執行事項:
[1] 列出這篇量子密碼論文摘要所指出、先進量子密碼技術可應用的全部安全性問題。
[2] 從最後一句之後接續撰寫這篇量子密碼論文摘要。

擷取文字:
臺灣博碩士論文加值系統

近年來基於量子傳輸科技和量子金鑰分配技術不斷地創新與發展，使得先進量子密碼技術可以應用於不同的安全性問題,包括量子認證、量子安全通訊、量子偵測、量子安全傳遞及量子簽章；因為有如此多的應用，使得量子資訊網路可以在未來成為一個實際性的網路。
比較量子密碼學和古典密碼學，主要差異來自物理特性,量子通道是基於物理特性包括不確定原理、不可複製性和量子遠端傳遞，這些物理特性使得量子通道的安全性比古典通道高。因為使用物理特性之量子通道，我們可以查出竊聽行為並且提供安全的直接通信。 然而，古典密碼學不可能查出竊聽行為，特别是在有開放的無線媒介。有關於時間複雜度，量子密碼演算法基於物理原理會比基於數學計算的古典密碼演算法來得好。例如，以因式分解而言，量子密碼演算法的時間複雜度是多項式函數而古典密碼演算法的時間複雜度是指數函數。
和先前的量子研究比較，目前文獻上的應用大多使用量子金鑰分配協定，如BB84和E91，來建立一個保密性的金鑰，進而運用此一金鑰在直接通信的環境中達到確保傳輸機密性的要求。然而，在一般常見的情況下，信息傳遞的連接形式是屬於間接通信方式，在間接通訊環境下，在傳遞過程中，可能遭遇三種型態的攻擊，包括竊聽者、中間攻擊者及惡意節點，這種情形下的傳遞路徑稱為不安全的傳送路徑。在一個不安全的傳送路徑之下，我們不可能尋求一個安全傳送路徑來傳送量子訊息。對量子間接通訊而言，抵抗三種型態的攻擊和獲得安全傳輸的過程是個困難的工作。
對於量子間接通訊而言，我的論文是設計幾個傳遞機制來達到資料保密的目標，其主要分為下列幾個部份。對於量子認證而言，我們提出兩種類型的量子認證機制來解決在不安全的傳送路徑下發令者和接收器之間的識別問題，遠端雙方可以達到安全認證過程並且抵抗竊聽者和惡意節點的攻擊，根據物理特性，這些機制可以達到安全認證過程。對於量子偵測而言，發令者和接收器使用量子糾纏光子和協同合作電路來查出惡意節點之侵入行為，根據協同合作電路，接收器能夠獲得量子的原始狀態，因此可以查出惡意節點之攻擊行為。
對於量子傳輸而言，三個量子傳遞機制被提出，來達到在一個不安全的傳送路徑之傳遞機密性。這些機制可能抵抗攻擊的三種類型，並且讓接收器有判斷能力去決定所接受量子傳送框架是否滿足安全性要求，來決定接受與否，這是一個新的突破。對於量子簽章而言，客戶端和伺服器能使用量子分享密碼技術來獲取間接通訊下的安全簽章。如果量子安全密碼技術的這些應用可以成熟發展，那麼本研究所提出之量子傳遞機制，能夠保證於間接通訊條件下來達到量子訊息安全傳遞。

Recently, on the basis of advanced development in quantum transmission technology and quantum key distribution, the advanced techniques of quantum cryptography can be applied to the different security issues, including quantum authentication, quantum secure communication, quantum detection, quantum secure transmission and quantum signature. These applications let that quantum information networks will become realistic in the future.

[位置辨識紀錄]
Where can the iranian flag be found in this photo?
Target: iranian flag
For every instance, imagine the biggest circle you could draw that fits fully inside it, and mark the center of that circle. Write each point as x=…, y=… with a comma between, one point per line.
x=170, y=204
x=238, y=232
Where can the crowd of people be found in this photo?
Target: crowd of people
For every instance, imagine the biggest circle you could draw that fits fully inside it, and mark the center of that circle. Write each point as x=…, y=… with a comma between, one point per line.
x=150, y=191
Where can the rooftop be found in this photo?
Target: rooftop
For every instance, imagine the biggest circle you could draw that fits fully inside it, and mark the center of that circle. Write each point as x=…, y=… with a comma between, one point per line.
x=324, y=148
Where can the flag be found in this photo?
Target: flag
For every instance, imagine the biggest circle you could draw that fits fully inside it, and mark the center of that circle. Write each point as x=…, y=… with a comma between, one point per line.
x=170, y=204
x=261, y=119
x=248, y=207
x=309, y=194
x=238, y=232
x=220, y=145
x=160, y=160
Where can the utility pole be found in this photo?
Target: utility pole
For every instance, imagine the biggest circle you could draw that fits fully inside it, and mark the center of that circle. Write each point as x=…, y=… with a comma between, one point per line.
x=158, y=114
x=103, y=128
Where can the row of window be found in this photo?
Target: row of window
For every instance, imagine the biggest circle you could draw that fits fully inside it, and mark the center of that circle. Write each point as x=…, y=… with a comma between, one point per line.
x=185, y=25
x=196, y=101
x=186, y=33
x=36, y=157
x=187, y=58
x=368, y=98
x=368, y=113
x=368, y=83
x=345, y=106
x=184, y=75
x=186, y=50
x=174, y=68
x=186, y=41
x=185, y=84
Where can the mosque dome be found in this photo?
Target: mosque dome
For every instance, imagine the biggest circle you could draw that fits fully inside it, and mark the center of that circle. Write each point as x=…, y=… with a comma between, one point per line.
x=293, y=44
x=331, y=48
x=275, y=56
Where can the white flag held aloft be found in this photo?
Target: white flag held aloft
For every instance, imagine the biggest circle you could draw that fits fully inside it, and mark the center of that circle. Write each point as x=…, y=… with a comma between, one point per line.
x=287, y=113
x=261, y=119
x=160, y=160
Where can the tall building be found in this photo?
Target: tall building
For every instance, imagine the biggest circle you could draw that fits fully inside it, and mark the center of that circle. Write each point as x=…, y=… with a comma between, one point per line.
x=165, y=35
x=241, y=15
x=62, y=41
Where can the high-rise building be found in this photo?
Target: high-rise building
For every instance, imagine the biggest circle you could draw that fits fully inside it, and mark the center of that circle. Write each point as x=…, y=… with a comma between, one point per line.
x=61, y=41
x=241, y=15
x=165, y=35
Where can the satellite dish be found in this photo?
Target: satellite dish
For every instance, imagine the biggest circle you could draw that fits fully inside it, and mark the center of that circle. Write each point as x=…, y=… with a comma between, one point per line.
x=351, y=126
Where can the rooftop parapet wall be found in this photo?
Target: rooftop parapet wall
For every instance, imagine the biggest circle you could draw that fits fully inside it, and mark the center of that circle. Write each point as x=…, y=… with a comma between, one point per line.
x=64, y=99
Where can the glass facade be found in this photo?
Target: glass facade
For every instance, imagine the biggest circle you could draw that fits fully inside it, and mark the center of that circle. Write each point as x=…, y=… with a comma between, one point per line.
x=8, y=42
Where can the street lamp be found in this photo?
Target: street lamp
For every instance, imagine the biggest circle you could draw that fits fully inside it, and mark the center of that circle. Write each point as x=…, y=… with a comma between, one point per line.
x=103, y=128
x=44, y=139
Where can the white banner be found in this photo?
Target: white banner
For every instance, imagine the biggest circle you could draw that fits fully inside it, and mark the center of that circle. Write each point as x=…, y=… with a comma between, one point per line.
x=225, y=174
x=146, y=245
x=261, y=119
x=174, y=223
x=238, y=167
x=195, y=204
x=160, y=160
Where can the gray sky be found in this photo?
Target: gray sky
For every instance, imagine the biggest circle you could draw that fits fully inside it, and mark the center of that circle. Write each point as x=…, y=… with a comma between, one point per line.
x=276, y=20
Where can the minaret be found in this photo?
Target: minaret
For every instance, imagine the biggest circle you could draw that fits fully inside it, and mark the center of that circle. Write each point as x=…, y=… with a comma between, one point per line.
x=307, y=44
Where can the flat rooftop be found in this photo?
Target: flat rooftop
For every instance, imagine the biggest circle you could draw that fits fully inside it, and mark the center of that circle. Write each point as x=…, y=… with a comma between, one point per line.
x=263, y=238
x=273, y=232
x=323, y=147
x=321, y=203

處理結果:
[1] 量子認證、量子安全通訊、量子偵測、量子安全傳遞、量子簽章

[2]
Compared with quantum cryptography and classical cryptography, the major difference comes from the laws of physics. Quantum channel is based on the laws of physics such as uncertainty principle, no-cloning theorem and quantum teleportation. These physical properties make quantum channel is more secure than classical channel. By using physical properties of quantum channel, we can detect eavesdropping and support secure direct communication. However, classical cryptography can not detect the presence of eavesdroppers, especially with wireless open medium. In regard to the time complexity, quantum cryptography algorithm based on the laws of physics is better than classical cryptography algorithm based on mathematical computation. For example, in the factoring problem, time complexity of quantum algorithm is polynomial time. Compared with classical cryptography algorithm, its time complexity is exponential.
Compared with previous quantum researches, these applications used quantum key distribution protocols such as BB84 and E91 to generate a secret key which can be used to achieve transmission integrity in the direct communication. However, in general, the connection type of transmitting message is indirect communication. Under the indirect communication, transmitting message from source to destination may pass through several intermediate nodes and communication channels. In the routing path, there are three types of attacks, including eavesdropping, man-in-the-middle attacks and malicious node. It is called an unsafe routing path. Under an unsafe routing path, we can not pursue the secure routing path to transmit quantum message. It is a difficult work to resist the previous attacks and get the secure transmission process for quantum indirect communication.
For quantum indirect communication, this dissertation is to design several transmission mechanisms which are used to achieve the data security. This work includes the following parts. For quantum authentication, we present two types of quantum authentication mechanism that can solve the identification problem between the sender and receiver under the unsafe routing path. Two remote parties can achieve the secure authentication process to resist eavesdropping and malicious node. On the basis of the laws of physics, the secure authentication process can be achieved. For quantum detection, the sender and receiver can use quantum entangled qubits and a collaborative working circuit to detect the intrusive behavior of malicious node. Based on this circuit, the receiver can obtain the original quantum state of sending quantum qubits such that the intrusive behavior of malicious node can be detected.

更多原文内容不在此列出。